Task description: The listing below should be written out exactly; please include all of it.

Excerpted data:
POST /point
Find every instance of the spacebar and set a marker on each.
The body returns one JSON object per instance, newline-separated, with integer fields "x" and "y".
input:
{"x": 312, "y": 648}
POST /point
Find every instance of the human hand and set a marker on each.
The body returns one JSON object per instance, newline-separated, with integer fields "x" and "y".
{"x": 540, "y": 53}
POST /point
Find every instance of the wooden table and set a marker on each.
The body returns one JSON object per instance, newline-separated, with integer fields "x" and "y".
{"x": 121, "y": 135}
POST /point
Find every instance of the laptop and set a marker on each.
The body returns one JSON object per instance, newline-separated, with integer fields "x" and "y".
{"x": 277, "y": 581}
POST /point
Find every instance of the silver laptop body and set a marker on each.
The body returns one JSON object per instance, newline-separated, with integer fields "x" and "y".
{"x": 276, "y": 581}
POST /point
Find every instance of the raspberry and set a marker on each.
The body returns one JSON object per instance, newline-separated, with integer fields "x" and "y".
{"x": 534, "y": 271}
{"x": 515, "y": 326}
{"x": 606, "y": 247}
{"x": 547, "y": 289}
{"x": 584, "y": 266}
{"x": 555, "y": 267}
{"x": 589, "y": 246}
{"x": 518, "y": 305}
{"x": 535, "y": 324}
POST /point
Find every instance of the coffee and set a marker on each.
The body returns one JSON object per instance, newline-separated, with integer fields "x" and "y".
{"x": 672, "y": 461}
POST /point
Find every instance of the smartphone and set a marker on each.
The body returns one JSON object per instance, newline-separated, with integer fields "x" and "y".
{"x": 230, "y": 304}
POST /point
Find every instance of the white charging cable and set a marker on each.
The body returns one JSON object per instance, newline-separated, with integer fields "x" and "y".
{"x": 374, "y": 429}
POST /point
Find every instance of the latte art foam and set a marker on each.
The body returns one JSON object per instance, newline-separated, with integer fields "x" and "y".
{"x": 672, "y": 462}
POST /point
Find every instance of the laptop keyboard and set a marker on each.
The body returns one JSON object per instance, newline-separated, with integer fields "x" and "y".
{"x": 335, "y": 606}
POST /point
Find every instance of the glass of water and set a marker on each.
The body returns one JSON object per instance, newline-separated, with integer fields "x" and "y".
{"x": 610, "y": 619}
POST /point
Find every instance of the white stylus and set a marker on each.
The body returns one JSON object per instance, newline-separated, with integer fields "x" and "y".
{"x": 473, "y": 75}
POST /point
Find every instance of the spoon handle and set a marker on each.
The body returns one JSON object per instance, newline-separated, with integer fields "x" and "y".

Answer for the task:
POST /point
Find every instance of the spacebar and set a marker on each.
The body returns one JSON object per instance, newline-separated, with integer fields "x" and "y".
input:
{"x": 312, "y": 648}
POST /point
Find every instance of the human hand and set a marker on each.
The body returns one JSON object per instance, newline-separated, with integer fields "x" and "y".
{"x": 540, "y": 53}
POST /point
Find every instance of the wooden table and set a marker on each.
The body returns one JSON object per instance, newline-separated, with integer fields "x" and "y".
{"x": 121, "y": 135}
POST /point
Find every instance of the laptop and set a marker on each.
The body returns one JSON object per instance, newline-separated, with integer fields "x" and "y".
{"x": 277, "y": 581}
POST /point
Find every instance of the silver laptop body and set a marker on each.
The body returns one JSON object per instance, newline-separated, with integer fields "x" and "y".
{"x": 276, "y": 581}
POST /point
Find every instance of the raspberry and set a marker on each.
The body returns one JSON object per instance, newline-separated, with integer fields "x" and "y".
{"x": 534, "y": 271}
{"x": 515, "y": 326}
{"x": 606, "y": 247}
{"x": 547, "y": 289}
{"x": 584, "y": 266}
{"x": 555, "y": 267}
{"x": 589, "y": 246}
{"x": 518, "y": 305}
{"x": 535, "y": 324}
POST /point
Find every instance of the coffee and set a marker on each.
The body returns one JSON object per instance, newline-separated, with integer fields "x" and "y".
{"x": 672, "y": 461}
POST /point
Find every instance of the smartphone and set a marker on each.
The body returns one JSON object per instance, newline-separated, with integer fields "x" and "y".
{"x": 230, "y": 304}
POST /point
Find every instance of the white charging cable and set a marker on each.
The body returns one JSON object per instance, newline-separated, with integer fields "x" and "y".
{"x": 374, "y": 429}
POST /point
Find every instance of the latte art foam and set a marker on each.
The body returns one JSON object per instance, newline-separated, with integer fields "x" and "y".
{"x": 672, "y": 462}
POST /point
Find every instance of the laptop keyboard and set a marker on each.
The body returns one JSON object per instance, newline-separated, with integer fields "x" and "y".
{"x": 335, "y": 606}
POST /point
Find every instance of the glass of water and set a marker on each.
The body returns one JSON object per instance, newline-separated, with integer fields "x" and "y".
{"x": 610, "y": 619}
POST /point
Find every instance of the white stylus and set a marker on each.
The body returns one JSON object per instance, newline-separated, with integer fields "x" and "y".
{"x": 473, "y": 75}
POST /point
Find every instance of the spoon handle and set a marker on each.
The body returns one JSON object per instance, newline-separated, with integer fields "x" and "y".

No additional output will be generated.